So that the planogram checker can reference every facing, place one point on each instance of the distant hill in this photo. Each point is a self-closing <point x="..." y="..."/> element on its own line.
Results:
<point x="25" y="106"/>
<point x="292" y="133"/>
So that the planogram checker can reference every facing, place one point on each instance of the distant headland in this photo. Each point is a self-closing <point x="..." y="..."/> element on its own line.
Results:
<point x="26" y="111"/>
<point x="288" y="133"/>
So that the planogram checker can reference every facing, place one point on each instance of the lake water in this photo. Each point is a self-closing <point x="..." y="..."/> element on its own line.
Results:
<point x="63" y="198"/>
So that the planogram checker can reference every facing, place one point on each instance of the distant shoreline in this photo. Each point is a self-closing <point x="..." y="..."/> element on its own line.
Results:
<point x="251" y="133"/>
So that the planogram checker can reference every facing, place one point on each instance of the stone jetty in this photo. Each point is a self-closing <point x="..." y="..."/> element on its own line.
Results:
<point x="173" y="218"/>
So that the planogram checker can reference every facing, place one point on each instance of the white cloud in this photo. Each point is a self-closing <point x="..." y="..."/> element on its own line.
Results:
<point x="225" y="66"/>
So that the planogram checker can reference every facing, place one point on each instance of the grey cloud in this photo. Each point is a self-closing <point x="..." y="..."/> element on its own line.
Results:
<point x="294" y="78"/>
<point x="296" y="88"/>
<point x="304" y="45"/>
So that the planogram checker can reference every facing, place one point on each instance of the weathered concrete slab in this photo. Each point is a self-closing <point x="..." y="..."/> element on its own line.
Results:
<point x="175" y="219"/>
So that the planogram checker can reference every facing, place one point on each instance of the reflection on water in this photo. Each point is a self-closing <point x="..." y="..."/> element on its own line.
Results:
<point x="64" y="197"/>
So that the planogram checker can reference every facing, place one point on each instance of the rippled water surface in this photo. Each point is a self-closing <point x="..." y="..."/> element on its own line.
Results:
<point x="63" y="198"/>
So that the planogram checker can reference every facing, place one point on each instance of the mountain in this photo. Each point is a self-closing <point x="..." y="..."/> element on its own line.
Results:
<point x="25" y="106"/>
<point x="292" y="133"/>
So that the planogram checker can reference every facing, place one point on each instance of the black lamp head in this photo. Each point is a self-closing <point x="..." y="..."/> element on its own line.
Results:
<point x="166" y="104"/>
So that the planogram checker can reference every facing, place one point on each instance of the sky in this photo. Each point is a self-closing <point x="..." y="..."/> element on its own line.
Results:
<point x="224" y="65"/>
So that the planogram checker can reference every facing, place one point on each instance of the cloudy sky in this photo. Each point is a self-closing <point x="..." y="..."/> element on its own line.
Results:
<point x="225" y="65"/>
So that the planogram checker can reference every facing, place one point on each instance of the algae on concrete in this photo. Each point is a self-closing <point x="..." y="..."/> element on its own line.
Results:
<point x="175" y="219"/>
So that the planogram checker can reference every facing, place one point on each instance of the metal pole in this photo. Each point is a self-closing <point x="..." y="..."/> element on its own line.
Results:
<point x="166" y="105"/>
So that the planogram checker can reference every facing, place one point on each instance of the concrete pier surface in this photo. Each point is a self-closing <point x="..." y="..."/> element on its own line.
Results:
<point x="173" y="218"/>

=-=-=-=-=

▸ **DIRECTIONS FOR THIS TASK**
Copy every line of the listing above word for word.

▸ **RESULT FOR THIS EXERCISE**
So that the planogram checker can reference every facing, place one point on each instance of the distant hill in this photo. Each point is a self-closing <point x="..." y="..."/> element on its own line.
Results:
<point x="25" y="106"/>
<point x="292" y="133"/>
So that the planogram checker can reference every facing, place one point on each instance of the distant headland in this photo. Each point is a self-closing <point x="..." y="..."/> element on its own line.
Results:
<point x="26" y="111"/>
<point x="288" y="133"/>
So that the planogram checker can reference every facing, place one point on each instance of the lake water in this photo. Each point is a self-closing <point x="..." y="..."/> element on its own line.
Results:
<point x="63" y="198"/>
So that the planogram checker can reference every facing, place one point on each instance of the distant shoreline in this photo. Each point is a self-closing <point x="..." y="..."/> element on its own line.
Results:
<point x="251" y="133"/>
So that the planogram checker can reference every facing, place one point on each instance of the stone jetty in this photo. Each point is a self-closing <point x="..." y="..."/> element on its own line.
Results:
<point x="173" y="218"/>
So that the planogram checker can reference every facing, place one point on each instance of the white cloud in this photo. Each point is a self-closing <point x="..." y="..."/> element on its own line.
Results:
<point x="225" y="66"/>
So that the planogram checker can reference every facing, place one point on each instance of the grey cloud in this photo. Each point is a self-closing <point x="..." y="..."/> element on its own line.
Results:
<point x="294" y="78"/>
<point x="296" y="88"/>
<point x="304" y="45"/>
So that the planogram checker can reference every facing, place one point on each instance of the weathered concrete slab in this photo. Each point is a self-closing <point x="..." y="..."/> element on its own line.
Results:
<point x="175" y="219"/>
So that the planogram checker can reference every facing, place one point on each instance of the reflection on water in this photo. Each point is a self-closing <point x="..." y="..."/> element on its own line.
Results:
<point x="64" y="197"/>
So that the planogram checker can reference every facing, place one point on each instance of the rippled water surface in this photo. Each point is a self-closing <point x="..." y="..."/> element on its own line.
Results:
<point x="63" y="198"/>
So that the planogram checker can reference every facing, place one point on each instance of the mountain in this photo. Each point is a self-closing <point x="..." y="..."/> element on its own line.
Results:
<point x="25" y="106"/>
<point x="292" y="133"/>
So that the planogram checker can reference every facing, place one point on each instance of the black lamp head in this photo. Each point is a self-closing <point x="..." y="..."/> element on its own line.
Results:
<point x="166" y="104"/>
So that the planogram checker can reference every facing, place one point on each instance of the sky in this photo. Each point is a self-closing <point x="..." y="..."/> element on its own line.
Results:
<point x="224" y="65"/>
So that the planogram checker can reference every facing, place one point on each instance of the cloudy sky in this photo. Each point is a self-closing <point x="..." y="..."/> element on its own line.
Results:
<point x="225" y="65"/>
So that the planogram checker can reference every facing, place one point on each instance of the algae on concrete in this photo. Each point is a self-closing <point x="..." y="..."/> element on its own line.
Results:
<point x="175" y="219"/>
So that the planogram checker can reference every facing, place one point on each instance of the metal pole in this photo. Each point is a self-closing <point x="..." y="..."/> element on its own line.
Results:
<point x="166" y="105"/>
So that the planogram checker can reference every facing, place one point on each instance of the concrete pier surface in this photo. Each point is a self-closing <point x="..." y="..."/> element on its own line.
Results:
<point x="173" y="218"/>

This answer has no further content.